[SELECTED TEXT]
JUMBO Frequently asked Questions

Introduction

JUMBO is an object-oriented browser for documents and files in molecular sciences. It's based on Java and XML(SGML) so that it will also browse XML documents of any nature. It's very closely linked to Chemical Markup Language and its prime purpose is to help in the development of that approach.

The FAQ has been prepared (Feb 1997) for the V0.1 release of JUMBO. A previous version (Jan 1997) was mounted on the WWW, but this should be seen as superseding it.

Questions

Answers

What is JUMBO?
JUMBO is the 'Java Universal Molecular Browser for Objects'. (If you are not a molecular scientist, then the 'M' stands for Markup.

JUMBO is completely written in JAVA and so is effectively portable to any platform which supports Java.

JUMBO is UNIVERSAL in that it can, in principle, browse any molecular or scientific information. (It can even browse Shakepeare). To avoid being accused of selling snake-oil - I know there are no free lunches - I'll explain what this means below.

JUMBO is MOLECULAR because I have written specific input tools for many of the commonest molecular applications. There are also a wide range of processing tools for molecular information (2- and 3- D rendering, sequences, etc.). JUMBO is MARKUP, because it will read any XML file (eXtensible Markup Language) file, so this is where Shakespeare comes in.

[WRITTEN TASK 1]
In the entries below, retype the lines word for word, beginning at the line that has "any knife block." and stopping after the line that has "(341, 158), (366, 177)".

[RECORDED INFORMATION]
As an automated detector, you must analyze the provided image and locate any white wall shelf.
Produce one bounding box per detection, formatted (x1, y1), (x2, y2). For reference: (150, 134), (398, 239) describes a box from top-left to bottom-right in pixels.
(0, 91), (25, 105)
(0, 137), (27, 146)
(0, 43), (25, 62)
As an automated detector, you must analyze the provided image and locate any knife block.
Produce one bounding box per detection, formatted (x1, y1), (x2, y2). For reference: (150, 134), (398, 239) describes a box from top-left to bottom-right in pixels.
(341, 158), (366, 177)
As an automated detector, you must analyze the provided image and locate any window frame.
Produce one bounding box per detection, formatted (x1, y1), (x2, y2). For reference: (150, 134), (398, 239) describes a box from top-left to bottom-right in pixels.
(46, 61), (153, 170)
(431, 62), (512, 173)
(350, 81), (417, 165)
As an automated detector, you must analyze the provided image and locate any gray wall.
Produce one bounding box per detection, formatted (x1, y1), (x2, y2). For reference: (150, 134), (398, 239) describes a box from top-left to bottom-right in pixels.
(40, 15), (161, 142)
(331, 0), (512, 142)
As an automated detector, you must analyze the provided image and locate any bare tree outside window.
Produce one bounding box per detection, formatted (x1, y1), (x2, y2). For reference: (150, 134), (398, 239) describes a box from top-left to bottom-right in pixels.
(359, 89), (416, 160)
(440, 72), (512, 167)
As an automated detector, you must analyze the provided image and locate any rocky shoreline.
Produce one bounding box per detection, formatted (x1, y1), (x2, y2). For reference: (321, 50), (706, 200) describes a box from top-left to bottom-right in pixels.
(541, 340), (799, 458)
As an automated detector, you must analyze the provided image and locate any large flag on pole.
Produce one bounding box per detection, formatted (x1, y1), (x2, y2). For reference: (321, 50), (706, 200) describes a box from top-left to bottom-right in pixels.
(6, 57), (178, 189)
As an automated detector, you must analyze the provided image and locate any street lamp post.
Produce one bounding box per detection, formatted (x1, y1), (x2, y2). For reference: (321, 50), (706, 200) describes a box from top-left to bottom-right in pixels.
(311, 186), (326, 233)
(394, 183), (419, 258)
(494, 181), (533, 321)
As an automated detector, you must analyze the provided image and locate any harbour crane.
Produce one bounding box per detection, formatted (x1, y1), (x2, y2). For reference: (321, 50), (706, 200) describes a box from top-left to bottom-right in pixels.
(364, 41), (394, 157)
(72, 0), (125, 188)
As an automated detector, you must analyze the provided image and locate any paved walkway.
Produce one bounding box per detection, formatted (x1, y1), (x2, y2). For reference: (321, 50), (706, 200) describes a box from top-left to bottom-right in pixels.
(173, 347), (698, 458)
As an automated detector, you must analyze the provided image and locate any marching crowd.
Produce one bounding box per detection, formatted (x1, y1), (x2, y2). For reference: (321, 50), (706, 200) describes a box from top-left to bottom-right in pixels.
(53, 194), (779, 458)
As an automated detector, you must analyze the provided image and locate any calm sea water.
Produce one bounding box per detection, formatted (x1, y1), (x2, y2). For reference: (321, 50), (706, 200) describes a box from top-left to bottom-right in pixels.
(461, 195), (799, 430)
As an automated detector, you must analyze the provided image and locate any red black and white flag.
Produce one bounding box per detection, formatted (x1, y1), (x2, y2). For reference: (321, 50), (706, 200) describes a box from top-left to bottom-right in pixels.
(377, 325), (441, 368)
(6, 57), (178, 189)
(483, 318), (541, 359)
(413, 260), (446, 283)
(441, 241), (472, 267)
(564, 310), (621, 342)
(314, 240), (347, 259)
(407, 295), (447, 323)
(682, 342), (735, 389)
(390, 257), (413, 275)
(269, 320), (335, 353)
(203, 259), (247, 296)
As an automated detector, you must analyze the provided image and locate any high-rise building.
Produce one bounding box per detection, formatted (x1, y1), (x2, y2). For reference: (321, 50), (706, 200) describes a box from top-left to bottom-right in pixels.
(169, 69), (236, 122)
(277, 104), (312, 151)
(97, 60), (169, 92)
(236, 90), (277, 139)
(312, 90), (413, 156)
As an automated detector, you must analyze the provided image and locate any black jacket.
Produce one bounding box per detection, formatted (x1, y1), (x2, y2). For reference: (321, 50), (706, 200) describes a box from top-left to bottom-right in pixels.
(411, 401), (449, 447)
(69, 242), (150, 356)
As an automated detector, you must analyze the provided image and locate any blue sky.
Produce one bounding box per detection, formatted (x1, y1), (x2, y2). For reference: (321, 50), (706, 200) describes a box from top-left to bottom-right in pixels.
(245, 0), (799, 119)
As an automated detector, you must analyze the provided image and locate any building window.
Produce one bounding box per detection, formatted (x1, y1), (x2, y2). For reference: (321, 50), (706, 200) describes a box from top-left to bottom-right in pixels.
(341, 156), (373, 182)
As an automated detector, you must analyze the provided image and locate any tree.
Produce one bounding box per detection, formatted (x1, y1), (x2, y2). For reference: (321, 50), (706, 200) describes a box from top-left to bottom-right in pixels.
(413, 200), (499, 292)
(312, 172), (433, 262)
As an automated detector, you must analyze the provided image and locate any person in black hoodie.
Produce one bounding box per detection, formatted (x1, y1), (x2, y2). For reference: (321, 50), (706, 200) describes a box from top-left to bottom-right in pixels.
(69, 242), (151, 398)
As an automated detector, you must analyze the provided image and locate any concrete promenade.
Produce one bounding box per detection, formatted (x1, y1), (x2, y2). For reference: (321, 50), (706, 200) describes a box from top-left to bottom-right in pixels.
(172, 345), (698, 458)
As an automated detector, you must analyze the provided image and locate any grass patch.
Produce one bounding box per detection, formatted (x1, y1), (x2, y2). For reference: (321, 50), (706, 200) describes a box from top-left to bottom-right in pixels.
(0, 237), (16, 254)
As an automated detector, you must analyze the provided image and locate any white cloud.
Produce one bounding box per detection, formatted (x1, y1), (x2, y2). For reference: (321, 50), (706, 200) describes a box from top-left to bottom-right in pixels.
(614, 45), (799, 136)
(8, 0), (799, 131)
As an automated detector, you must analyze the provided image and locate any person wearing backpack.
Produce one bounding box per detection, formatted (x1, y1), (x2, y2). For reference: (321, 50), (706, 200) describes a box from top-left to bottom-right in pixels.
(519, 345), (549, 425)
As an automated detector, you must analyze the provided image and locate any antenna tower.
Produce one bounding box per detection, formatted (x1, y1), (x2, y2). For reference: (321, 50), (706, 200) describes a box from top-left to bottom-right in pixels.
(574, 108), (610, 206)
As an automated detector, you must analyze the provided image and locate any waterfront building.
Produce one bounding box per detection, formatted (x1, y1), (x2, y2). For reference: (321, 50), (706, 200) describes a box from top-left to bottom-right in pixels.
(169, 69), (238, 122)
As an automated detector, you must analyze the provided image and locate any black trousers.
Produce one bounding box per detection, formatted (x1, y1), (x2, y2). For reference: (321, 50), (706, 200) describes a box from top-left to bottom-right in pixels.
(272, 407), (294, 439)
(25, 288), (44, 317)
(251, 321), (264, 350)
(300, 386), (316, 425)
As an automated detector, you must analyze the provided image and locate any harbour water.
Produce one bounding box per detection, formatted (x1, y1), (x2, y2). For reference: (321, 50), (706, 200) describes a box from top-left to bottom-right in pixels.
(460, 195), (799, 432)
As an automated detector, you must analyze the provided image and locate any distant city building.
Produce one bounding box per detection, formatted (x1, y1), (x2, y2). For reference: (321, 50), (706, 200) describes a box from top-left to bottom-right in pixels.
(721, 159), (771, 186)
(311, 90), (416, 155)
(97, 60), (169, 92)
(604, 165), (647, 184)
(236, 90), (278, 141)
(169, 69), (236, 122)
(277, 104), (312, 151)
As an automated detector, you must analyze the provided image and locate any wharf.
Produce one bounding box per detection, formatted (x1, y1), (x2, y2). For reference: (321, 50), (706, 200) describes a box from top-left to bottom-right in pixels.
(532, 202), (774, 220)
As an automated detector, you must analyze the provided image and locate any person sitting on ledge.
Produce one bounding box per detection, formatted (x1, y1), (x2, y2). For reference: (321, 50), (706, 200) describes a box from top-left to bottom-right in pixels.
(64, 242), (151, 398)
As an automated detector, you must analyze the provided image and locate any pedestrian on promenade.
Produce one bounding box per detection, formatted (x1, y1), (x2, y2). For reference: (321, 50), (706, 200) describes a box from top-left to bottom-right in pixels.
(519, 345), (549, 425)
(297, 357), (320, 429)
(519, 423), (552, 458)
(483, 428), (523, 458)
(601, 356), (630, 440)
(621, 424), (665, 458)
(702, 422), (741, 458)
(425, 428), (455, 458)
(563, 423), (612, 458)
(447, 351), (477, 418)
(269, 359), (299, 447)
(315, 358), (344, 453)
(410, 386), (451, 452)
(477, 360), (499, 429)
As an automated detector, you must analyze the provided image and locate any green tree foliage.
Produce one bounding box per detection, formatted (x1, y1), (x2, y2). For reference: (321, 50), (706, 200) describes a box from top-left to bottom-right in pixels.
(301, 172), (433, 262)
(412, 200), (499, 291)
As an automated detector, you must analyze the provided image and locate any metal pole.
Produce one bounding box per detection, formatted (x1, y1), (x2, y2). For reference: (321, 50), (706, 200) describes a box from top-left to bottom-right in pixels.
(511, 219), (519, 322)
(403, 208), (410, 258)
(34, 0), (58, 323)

[WRITTEN TASK 2]
Answer these questions about the JUMBO FAQ:
(a) What does the name JUMBO stand for?
(b) For which release of JUMBO was the FAQ prepared, and in what month and year?
(c) In what language is JUMBO written?

[TASK OUTPUT 1]
As an automated detector, you must analyze the provided image and locate any knife block.
Produce one bounding box per detection, formatted (x1, y1), (x2, y2). For reference: (150, 134), (398, 239) describes a box from top-left to bottom-right in pixels.
(341, 158), (366, 177)

[TASK OUTPUT 2]
(a) Java Universal Molecular Browser for Objects
(b) The V0.1 release, in February 1997
(c) Java